- **Excerpt to read**:
◇ ◇ ◇ ◇

Personal information
- Full name: Courtney-Junior Mitchell-Smith
- Date of birth: January 21, 1998 (age 28)
- Place of birth: Brampton, Ontario, Canada
- Height: 1.83 m (6 ft 0 in)
- Position: Forward

Youth career
- Grand Valley Minor Soccer
- Brampton East SC
- ProStars FC
- 2016: ETO FC Győr

College career
- Years: Team / Apps / (Gls)
- 2017–2018: Mississippi Gulf Coast Bulldogs / 31 / (16)
- 2019: South Carolina Gamecocks / 15 / (3)
- 2020: Georgia Southern Eagles / 6 / (0)
- 2021: Houston Baptist Huskies / 17 / (5)

Senior career*
- Years: Team / Apps / (Gls)
- 2016: ProStars FC / 11 / (2)
- 2017: Master's FA / 2 / (0)
- 2018–2019: Colorado Pride Switchbacks U23 / 20 / (5)
- 2021: Port City FC / 8 / (5)
- 2022: HFX Wanderers FC / 0 / (0)
- 2022: → FC Edmonton (loan) / 21 / (2)
- 2023: Vaughan Azzurri / 3 / (0)
- 2023–2024: Simcoe County Rovers / 25 / (4)
- 2026: Canadian Crusaders (indoor) / 1 / (0)

= C. J. Smith (soccer) =

Canadian soccer player (born 1998)

Courtney-Junior Mitchell-Smith (born January 12, 1998) is a Canadian professional soccer player.

==Early career==
Smith began playing soccer with Grand Valley Minor Soccer, before moving to Brampton East SC. Afterwards, Smith joined the ProStars FC Academy. In February 2016, he joined the U19 side of Hungarian club ETO FC Győr.

◇ ◇ ◇ ◇

- **Data for review**:
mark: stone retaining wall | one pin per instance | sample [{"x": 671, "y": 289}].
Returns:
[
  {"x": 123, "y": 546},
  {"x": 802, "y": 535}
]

◇ ◇ ◇ ◇

- **Task description**: Extend the C. J. Smith article with the paragraphs that would follow its last sentence.

- **Answer box**:
==College career==
In 2017, he began attending Mississippi Gulf Coast Community College. He scored his first goal on September 1, 2017, against the Jones Bobcats, scoring twice and adding an assist. On October 5, 2018, he scored a hat trick against the Meridian Eagles. For the 2018 season, Smith was selected to play in the Mississippi Association of Community & Junior Colleges Men's All-Star Soccer Game (however the match was cancelled due to poor field conditions) and was named to the United Soccer Coaches Men's NJCAA Division I All-South Region team.

In 2019, he transferred to the University of South Carolina to play for the men's soccer team. He scored his first goals on October 1, scoring twice against the Presbyterian Blue Hose.

In 2020, he transferred to Georgia Southern University to play for the Georgia Southern Eagles. He made six appearances, including two starts, recording one assist.

In 2021, he began attending Houston Baptist University, where he played for the Houston Baptist Huskies. In his debut on August 26, he scored a golden goal winner in extra time over the St. Thomas Tommies. He appeared in all 17 matches, scoring five goals, which all came within the team's first five games, including a two-goal performance against the Huston–Tillotson Rams.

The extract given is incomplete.